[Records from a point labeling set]
---+---

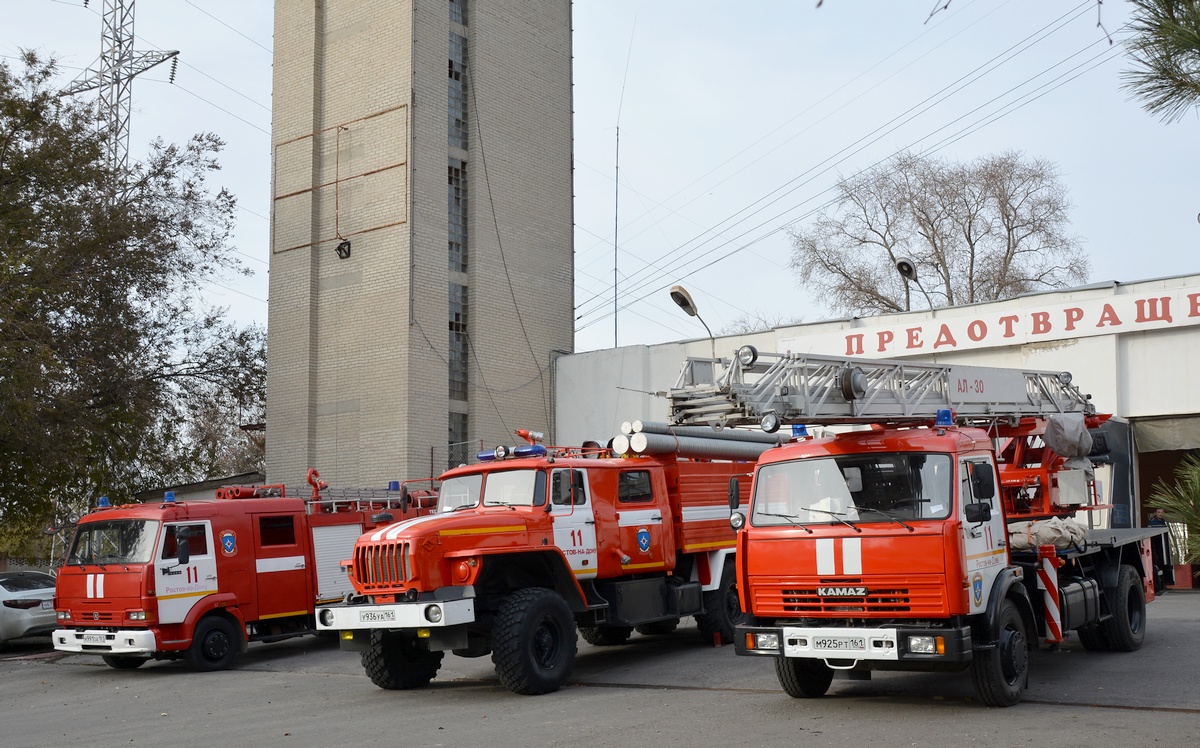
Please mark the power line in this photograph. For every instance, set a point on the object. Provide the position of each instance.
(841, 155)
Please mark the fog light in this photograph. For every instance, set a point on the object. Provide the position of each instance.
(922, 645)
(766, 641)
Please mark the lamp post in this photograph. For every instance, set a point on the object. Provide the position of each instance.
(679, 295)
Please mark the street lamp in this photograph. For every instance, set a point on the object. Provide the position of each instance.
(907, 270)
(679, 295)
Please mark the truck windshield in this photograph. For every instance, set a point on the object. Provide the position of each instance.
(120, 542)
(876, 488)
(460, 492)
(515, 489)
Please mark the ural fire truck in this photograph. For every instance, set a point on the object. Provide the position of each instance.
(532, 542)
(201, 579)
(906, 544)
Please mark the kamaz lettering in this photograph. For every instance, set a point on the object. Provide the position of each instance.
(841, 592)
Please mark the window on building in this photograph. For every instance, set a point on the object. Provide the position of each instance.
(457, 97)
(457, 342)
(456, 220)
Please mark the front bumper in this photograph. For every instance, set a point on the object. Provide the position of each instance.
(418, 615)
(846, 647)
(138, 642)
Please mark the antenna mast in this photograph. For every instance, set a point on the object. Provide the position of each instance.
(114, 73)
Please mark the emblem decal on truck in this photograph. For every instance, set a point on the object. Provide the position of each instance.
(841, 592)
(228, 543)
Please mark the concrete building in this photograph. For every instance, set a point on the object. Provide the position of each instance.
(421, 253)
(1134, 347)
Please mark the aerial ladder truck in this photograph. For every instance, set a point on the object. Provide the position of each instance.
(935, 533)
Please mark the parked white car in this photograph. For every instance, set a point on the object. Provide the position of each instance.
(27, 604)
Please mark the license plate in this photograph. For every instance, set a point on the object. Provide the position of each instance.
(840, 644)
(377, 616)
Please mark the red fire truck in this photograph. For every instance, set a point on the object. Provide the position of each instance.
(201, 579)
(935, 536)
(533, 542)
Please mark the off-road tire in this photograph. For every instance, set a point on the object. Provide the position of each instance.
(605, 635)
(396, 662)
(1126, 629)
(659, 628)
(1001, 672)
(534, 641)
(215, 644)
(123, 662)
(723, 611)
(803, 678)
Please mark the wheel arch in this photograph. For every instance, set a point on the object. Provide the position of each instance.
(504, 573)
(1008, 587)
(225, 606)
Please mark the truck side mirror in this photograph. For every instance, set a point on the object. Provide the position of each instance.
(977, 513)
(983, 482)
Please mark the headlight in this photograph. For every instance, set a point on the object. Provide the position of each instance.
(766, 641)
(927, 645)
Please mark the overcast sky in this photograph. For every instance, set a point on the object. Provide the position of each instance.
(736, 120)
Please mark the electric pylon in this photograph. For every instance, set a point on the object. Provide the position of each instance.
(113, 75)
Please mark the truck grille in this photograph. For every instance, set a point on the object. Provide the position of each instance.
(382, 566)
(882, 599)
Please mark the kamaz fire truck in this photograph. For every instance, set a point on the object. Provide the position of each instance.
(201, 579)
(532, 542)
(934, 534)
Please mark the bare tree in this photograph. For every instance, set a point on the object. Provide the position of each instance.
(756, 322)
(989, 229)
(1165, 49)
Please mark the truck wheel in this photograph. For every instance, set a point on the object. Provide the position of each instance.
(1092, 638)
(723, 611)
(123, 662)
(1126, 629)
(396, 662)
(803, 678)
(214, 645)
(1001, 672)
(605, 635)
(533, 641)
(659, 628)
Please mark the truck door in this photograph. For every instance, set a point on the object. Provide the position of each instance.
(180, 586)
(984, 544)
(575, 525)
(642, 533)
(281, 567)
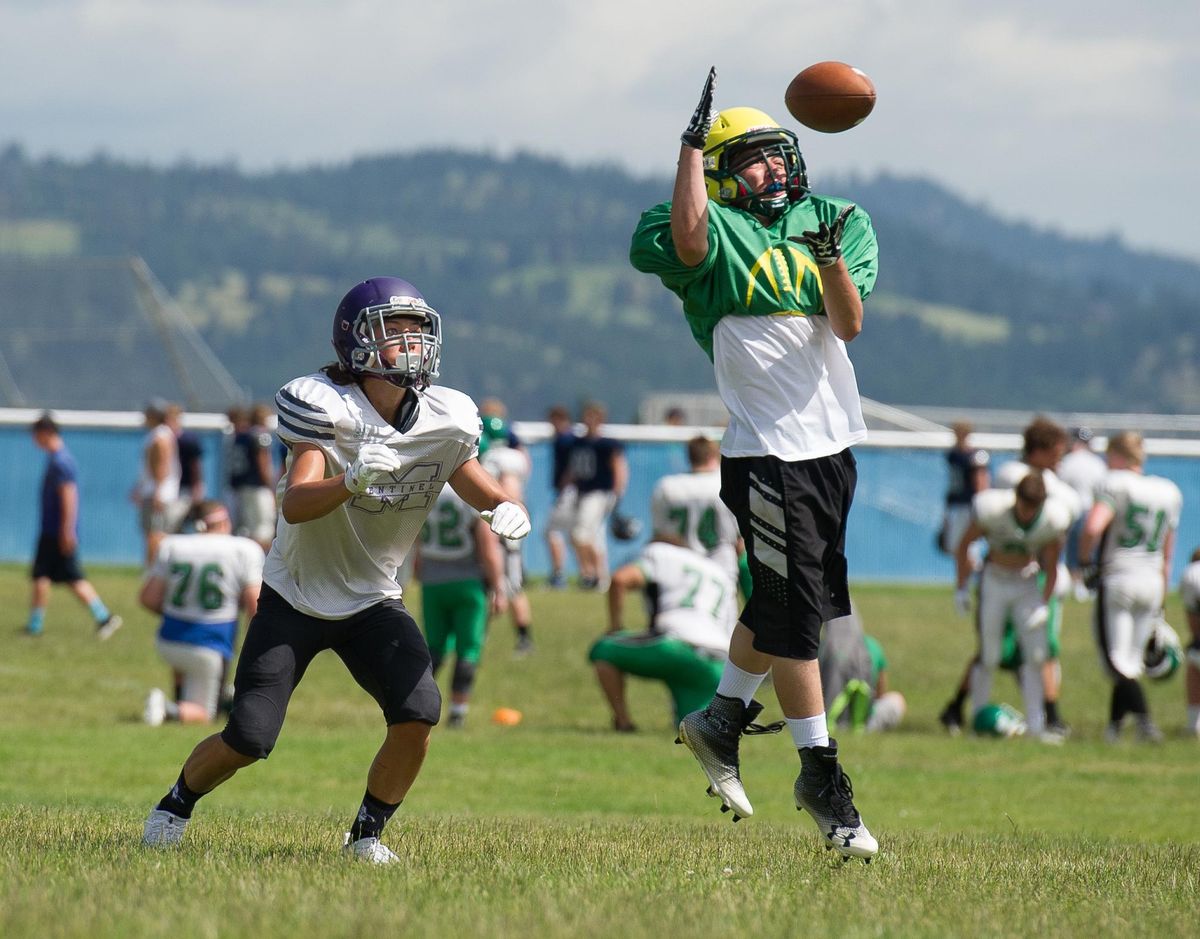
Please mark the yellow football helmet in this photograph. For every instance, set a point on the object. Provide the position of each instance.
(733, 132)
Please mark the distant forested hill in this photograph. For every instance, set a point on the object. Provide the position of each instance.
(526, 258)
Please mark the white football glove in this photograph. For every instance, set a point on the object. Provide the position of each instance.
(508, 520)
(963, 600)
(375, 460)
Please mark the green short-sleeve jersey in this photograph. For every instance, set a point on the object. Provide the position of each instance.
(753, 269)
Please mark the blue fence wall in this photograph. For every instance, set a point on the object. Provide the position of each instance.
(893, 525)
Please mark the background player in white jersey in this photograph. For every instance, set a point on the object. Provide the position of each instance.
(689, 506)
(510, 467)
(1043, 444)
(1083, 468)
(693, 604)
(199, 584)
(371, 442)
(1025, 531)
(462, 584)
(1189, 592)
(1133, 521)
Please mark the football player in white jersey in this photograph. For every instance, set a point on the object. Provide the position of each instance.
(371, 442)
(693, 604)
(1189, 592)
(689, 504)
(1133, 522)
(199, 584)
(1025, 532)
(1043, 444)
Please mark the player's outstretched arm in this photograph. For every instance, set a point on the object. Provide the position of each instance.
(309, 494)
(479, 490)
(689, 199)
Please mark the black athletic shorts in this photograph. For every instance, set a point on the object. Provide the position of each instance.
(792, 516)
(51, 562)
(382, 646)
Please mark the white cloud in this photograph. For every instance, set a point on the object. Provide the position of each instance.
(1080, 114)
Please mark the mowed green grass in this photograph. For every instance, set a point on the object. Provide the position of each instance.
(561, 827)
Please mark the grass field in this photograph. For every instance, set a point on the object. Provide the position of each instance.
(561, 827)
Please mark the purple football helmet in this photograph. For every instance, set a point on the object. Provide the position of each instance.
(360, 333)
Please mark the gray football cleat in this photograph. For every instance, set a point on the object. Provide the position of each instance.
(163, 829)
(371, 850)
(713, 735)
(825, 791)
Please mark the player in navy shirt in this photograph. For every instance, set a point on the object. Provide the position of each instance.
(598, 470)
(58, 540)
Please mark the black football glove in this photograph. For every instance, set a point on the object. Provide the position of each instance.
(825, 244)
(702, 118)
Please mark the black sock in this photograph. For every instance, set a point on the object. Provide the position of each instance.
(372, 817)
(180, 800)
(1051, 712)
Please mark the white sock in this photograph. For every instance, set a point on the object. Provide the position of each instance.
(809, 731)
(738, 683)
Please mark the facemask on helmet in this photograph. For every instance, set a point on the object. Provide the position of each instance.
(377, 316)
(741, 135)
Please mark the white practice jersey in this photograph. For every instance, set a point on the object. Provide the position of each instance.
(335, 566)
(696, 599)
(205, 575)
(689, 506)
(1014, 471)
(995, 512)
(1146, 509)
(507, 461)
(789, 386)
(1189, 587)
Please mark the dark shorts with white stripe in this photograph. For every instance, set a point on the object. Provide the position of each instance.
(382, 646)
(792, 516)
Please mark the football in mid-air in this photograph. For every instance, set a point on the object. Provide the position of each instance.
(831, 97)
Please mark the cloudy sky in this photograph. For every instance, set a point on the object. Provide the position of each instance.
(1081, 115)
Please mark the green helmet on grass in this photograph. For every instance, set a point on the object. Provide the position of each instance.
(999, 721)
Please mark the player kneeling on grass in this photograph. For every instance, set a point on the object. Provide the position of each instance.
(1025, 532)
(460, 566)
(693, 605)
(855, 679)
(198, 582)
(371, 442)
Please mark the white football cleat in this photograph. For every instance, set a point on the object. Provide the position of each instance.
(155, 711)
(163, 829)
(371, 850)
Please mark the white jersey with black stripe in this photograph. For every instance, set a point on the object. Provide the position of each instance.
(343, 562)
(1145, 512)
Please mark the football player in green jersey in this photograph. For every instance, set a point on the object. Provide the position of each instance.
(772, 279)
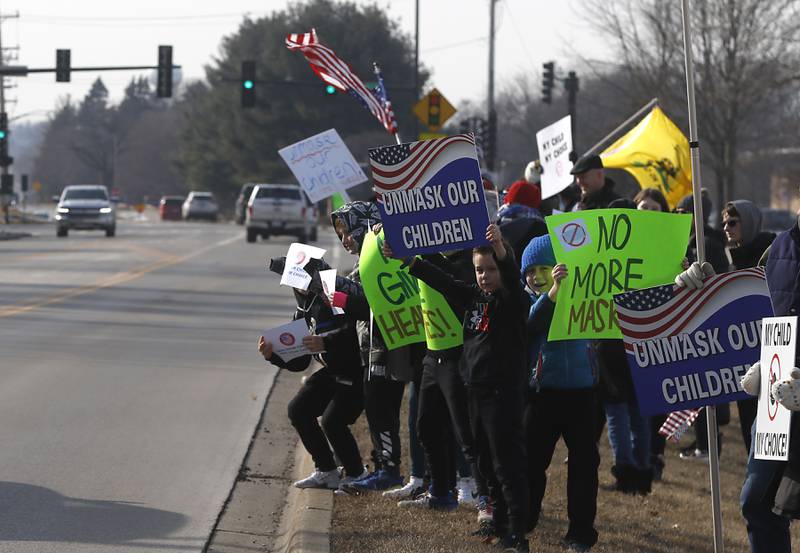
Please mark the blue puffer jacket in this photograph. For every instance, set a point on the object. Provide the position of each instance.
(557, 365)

---+---

■ GOAL ■
Except for the pictures, print the data above exactly.

■ OUTPUT ■
Please mark the power line in this photograph. For every instance, set a point on the object. Provide the position of each instance.
(841, 155)
Please mark the fog light in this photograph. For every instance, set a point on the object. Provide the position of each instance.
(922, 645)
(766, 641)
Please mark the lamp post in this photograph. For every instance, set a point on the object. Provide the position of each instance.
(679, 295)
Please mark the street lamp in this photograph. For every instance, set a point on the object. Provide the position of each instance.
(907, 270)
(679, 295)
Please mark the truck windshield in this photograph. For every instance, set a point on the object. Provide the position of each instance.
(120, 542)
(876, 488)
(460, 492)
(515, 489)
Please mark the ural fire truck in this photograph. For every instance, set a point on the object. Provide the position of each instance.
(532, 542)
(201, 579)
(906, 544)
Please mark the kamaz lettering in this photograph. For every instance, set a point on the object. Provide the position of each instance.
(841, 592)
Please mark the window on building in this photograph. For every instance, set a point on the object. Provide the position of each instance.
(457, 97)
(457, 342)
(456, 220)
Please mark the front bumper in this photograph. For every instance, set a point on the object. Provide the position of each instance.
(418, 615)
(846, 647)
(138, 642)
Please mark the antenna mast in this photograph. For every instance, set a point on the object. Provide the position of each instance.
(114, 73)
Please mark the emblem decal on truck in this photograph. For every instance, set a point on the object. Provide the position of each instance.
(841, 592)
(228, 543)
Please mark the concrete building in this photograph. For every instance, set a point on the object. Provide the position of each instance.
(421, 253)
(1134, 347)
Please mark the aerial ladder truck in this photograph. For every instance, set a point on the object. Provide the position of each instance.
(935, 533)
Please mark the parked white car in this photograph. For every instance, set a point on the object. Provide the position of each instance.
(27, 604)
Please mark the license plate in this photograph. For every instance, set a point on the object. Provide the position of each instance.
(840, 644)
(377, 616)
Please mark the red fire truck in this photograph. For every instance, set a point on the object. Provide the position of each instance.
(201, 579)
(935, 536)
(533, 542)
Please mark the off-road tire in this photograph. For every instance, set a point on the object. Provide the position of each instance.
(605, 635)
(396, 662)
(1126, 629)
(659, 628)
(1001, 672)
(534, 641)
(215, 644)
(123, 662)
(723, 611)
(803, 678)
Please mark the wheel arch in this photograph. For every instance, set a point on the object. Provide the position of each instance.
(504, 573)
(1008, 587)
(225, 606)
Please mark the truck side mirror in this photograph. For every instance, set a point on the object. Provide the position of each instance.
(977, 513)
(983, 482)
Please mark the headlight in this photograph. For every instance, set a point on the object. Provide the position of each instance.
(766, 641)
(927, 645)
Please mark the overcast sky in this photograph. For every instance, set a point on the object. Provide the position of each instance.
(736, 120)
Please mark the electric pylon in this photograph. For every instance, set a point on the object. Provide the position of each instance.
(113, 75)
Please mark the truck grille in this photograph. For every instance, set a point on the object. Provide the position of each instance.
(382, 566)
(882, 599)
Please mark the kamaz fire truck in this photograph. For every instance, set a point on the object. Provide the position of each instance.
(201, 579)
(532, 542)
(934, 534)
Please mark the bare tree in this photograph. For every instance, set a point on the object. Provide the position of each instance.
(756, 322)
(989, 229)
(1165, 49)
Please mark the truck wheel in this photograph. For every instance, set a point on the object. Provide the position of each instance.
(1092, 638)
(723, 611)
(123, 662)
(1126, 629)
(396, 662)
(803, 678)
(214, 645)
(1001, 672)
(605, 635)
(533, 641)
(659, 628)
Please mark the truck door in this photograph. For every instance, set a point on the object. Provide the position of each instance.
(180, 586)
(984, 544)
(575, 525)
(642, 533)
(281, 567)
Please mark the yellow football helmet in this photograph. For every instance, set a point on the object. Provide the position of each instance.
(733, 132)
Please mark the distant forested hill in this photograph. For every instance, set a point on the object. Provide the position of each instance.
(526, 258)
Please mark the white football glove in this photograph. For every instance, set a point on the object. Provide the position of each instance.
(508, 520)
(963, 600)
(375, 460)
Please mark the green short-sleeve jersey in this photograph. For every instance, set a point on the object. Provide the position of each instance.
(753, 269)
Please mark the blue fence wall in this photograph. For every instance, set a point on the object. Provide the position of each instance.
(893, 525)
Please mark the background player in white jersey in this photograph. For every instance, set a point on the object. Provide the position of each instance.
(689, 506)
(510, 467)
(1043, 444)
(1083, 468)
(693, 604)
(199, 584)
(371, 442)
(1025, 531)
(462, 584)
(1189, 592)
(1133, 521)
Please mark the football player in white jersey in this photograph. For every instance, set a point on the object. Provide the position of each instance.
(371, 442)
(693, 604)
(1189, 592)
(689, 504)
(1133, 522)
(199, 584)
(1025, 532)
(1043, 444)
Please mark the player's outstretched arm in this photograph. For every instance, set a point on the object. Provide the position of each instance.
(309, 494)
(479, 490)
(689, 199)
Please mark the black athletic shorts in this photograph. For every instance, set a point on the object. Provide the position of each instance.
(792, 516)
(51, 562)
(382, 646)
Please mark the white cloud in this photograph. For every instance, set a point on the object. Provide the position of each instance.
(1080, 114)
Please mark the mowed green grass in this photograph. For every instance, set a point on the object. Provide the position of each instance.
(561, 827)
Please mark the grass field in this photograph. For every instance, set a point on the object. Provide the position of each instance.
(561, 827)
Please mark the purple football helmet in this photograph. For every instance, set a point on the object. Provide the position of each instance.
(360, 333)
Please mark the gray football cleat in this photograph. For every instance, set a point on the object. Provide the position of each instance.
(163, 829)
(371, 850)
(713, 735)
(825, 791)
Please mark the player in navy shirt in this photograph. For every instance, set a point on the object. Provide the position of each instance.
(598, 470)
(58, 540)
Please mark the black football glove in this photograph. For every instance, set a point on the object. Provide the position of each instance.
(825, 244)
(702, 118)
Please mark the black sock in this photograph. For every instance, set a point on the object. Provide the position of each instance.
(372, 817)
(180, 800)
(1051, 712)
Please mark the white sock in this photograph. For every instance, set a point on the object. Provide the position of each instance.
(809, 731)
(738, 683)
Please mark the facemask on helmet in this photograph. For every instance, set a point on the object. Provide the position of each instance.
(377, 316)
(741, 135)
Please mark the white practice jersey in this photograph. For every instance, set a point on the object. Provide the position of each instance.
(335, 566)
(696, 599)
(205, 575)
(689, 506)
(1014, 471)
(995, 512)
(1146, 509)
(507, 461)
(789, 386)
(1189, 587)
Please mark the dark shorts with white stripe in this photograph. For every instance, set a point on the object. Provide the position of each instance.
(382, 646)
(792, 516)
Please mark the football in mid-air in this photograph. For every instance, set a point on the object. Provide the position of each instance.
(831, 97)
Please mark the cloudy sky in this photograph. For every instance, set a point on the object. Provide the position of each instance.
(1081, 115)
Please mark the green helmet on grass in this photograph. For every instance, set a point on the object. Provide the position of each instance.
(999, 721)
Please mark the player kneeling on grass in this photograph. For every instance, set a point on the object. Provide the position of each instance.
(1025, 532)
(460, 566)
(693, 605)
(855, 679)
(198, 582)
(371, 442)
Please mark the white football cleat in this photograph. For every instance, set a point on the object. Provide the position of each instance.
(155, 711)
(163, 829)
(371, 850)
Please mark the white jersey with black stripe in this photograph. For every instance, set a point on the object. Provide the position of each instance.
(343, 562)
(1145, 512)
Please mark the football player in green jersey in this photograph. For every instance, set a point on the object. Provide the position of each instance.
(772, 279)
Please mark the blue puffer jacket in this photograph. For every instance, set a point on the object. Provide the position of each instance.
(557, 365)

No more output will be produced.